Task to carry out:
Reproduce the lines of the listing below verbatim, from the line containing "Round 2, Clue: Find the thatched roof hut." through the line containing "31,309,65,351", with both of those lines included. Output only that stretch.

[start Record excerpts]

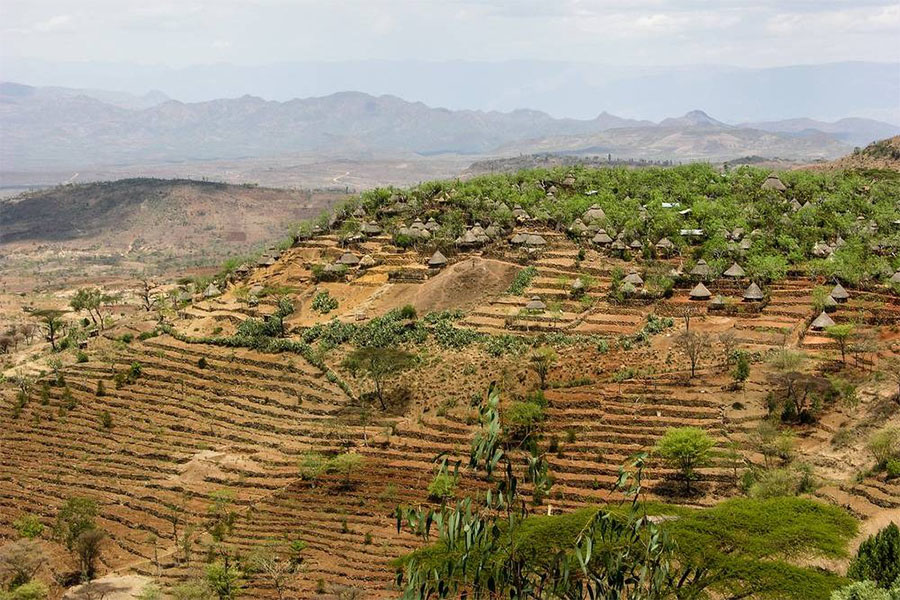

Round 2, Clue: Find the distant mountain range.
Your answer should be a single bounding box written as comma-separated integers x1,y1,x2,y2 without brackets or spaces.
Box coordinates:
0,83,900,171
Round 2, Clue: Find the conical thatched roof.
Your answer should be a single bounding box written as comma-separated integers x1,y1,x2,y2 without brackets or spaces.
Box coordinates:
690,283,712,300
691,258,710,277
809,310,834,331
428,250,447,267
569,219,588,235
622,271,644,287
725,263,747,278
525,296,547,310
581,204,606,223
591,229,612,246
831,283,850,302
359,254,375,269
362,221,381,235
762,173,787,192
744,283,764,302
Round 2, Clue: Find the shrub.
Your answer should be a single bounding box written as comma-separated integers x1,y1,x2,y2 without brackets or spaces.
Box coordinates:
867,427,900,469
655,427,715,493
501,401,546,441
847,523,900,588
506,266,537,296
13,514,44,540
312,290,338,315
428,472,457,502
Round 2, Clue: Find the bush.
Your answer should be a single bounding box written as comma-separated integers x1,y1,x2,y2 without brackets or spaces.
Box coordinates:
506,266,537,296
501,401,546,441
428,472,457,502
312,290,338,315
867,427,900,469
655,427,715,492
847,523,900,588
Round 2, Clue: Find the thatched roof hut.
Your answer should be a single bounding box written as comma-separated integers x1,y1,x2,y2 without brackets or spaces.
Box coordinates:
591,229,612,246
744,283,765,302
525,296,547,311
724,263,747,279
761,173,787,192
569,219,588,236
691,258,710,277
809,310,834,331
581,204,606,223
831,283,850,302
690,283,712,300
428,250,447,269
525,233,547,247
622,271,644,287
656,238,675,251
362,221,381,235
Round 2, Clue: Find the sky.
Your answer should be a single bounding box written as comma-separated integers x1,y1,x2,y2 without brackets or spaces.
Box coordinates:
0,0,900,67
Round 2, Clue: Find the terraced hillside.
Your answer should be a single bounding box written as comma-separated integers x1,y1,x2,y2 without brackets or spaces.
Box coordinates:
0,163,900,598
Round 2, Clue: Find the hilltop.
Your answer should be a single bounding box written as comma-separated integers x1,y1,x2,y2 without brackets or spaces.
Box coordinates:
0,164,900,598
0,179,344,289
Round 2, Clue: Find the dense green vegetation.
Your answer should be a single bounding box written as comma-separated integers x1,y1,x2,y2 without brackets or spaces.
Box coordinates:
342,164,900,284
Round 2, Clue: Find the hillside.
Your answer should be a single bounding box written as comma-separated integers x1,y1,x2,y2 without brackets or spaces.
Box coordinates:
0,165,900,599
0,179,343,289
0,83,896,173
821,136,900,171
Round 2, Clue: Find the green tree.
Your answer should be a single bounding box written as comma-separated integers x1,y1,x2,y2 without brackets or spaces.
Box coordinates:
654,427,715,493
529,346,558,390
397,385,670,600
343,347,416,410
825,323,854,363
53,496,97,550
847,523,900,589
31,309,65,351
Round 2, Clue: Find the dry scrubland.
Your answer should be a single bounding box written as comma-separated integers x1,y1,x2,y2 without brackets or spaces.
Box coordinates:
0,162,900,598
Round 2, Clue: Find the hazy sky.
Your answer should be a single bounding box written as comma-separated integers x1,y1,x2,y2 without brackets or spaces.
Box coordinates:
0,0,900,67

[end Record excerpts]

Solution:
Round 2, Clue: Find the thatched roof hut.
Your answer should be a single bounding box written as comma-separated integers x1,y1,x2,y2 without brackets or spaces.
Box coordinates:
591,229,612,246
744,283,765,302
525,296,547,311
724,263,747,279
761,173,787,192
569,219,588,236
691,258,710,277
809,310,834,331
581,204,606,223
831,283,850,302
690,283,712,300
428,250,447,269
525,233,547,247
622,271,644,287
656,238,675,251
362,221,381,235
Round 2, Clue: Find the sky.
Your answer should be a single bounding box written as comma-separated integers x1,y1,x2,y2 without brackets or spaces.
Box coordinates:
0,0,900,67
Round 2, Clue: Find the terraced hillside.
Your answer should be a single bounding box written as comma-separated integers x1,y1,x2,y2 without brackets or spaces.
Box coordinates:
0,163,900,598
Round 2, Clue: Find the hilltop.
Your answer should be a single bounding box written as comma-separated integers x1,y1,x2,y2 without brackets or spaces.
Box coordinates:
0,164,900,598
0,179,344,289
Round 2, Clue: Find the dense green vegetation.
Your answer should be a single bounding box written as comma-separated integers x1,y1,x2,y2 without brackets or spaces.
Box coordinates:
342,164,900,284
Round 2, Clue: Find the hillside.
Your answer should be a single bounding box written as comma-separated integers x1,y1,x2,y2 without brackets or spaces.
Box coordinates:
0,165,900,599
0,179,343,289
0,83,896,173
821,136,900,171
Round 2, Clue: Find the green tree.
Your answer should be a single bounding box written as comma-separated integers x1,y1,x2,y2 without brackets or spaces.
Box coordinates:
654,427,715,493
529,346,558,390
397,385,670,600
343,347,416,410
825,323,854,363
53,496,97,550
847,523,900,589
31,309,65,351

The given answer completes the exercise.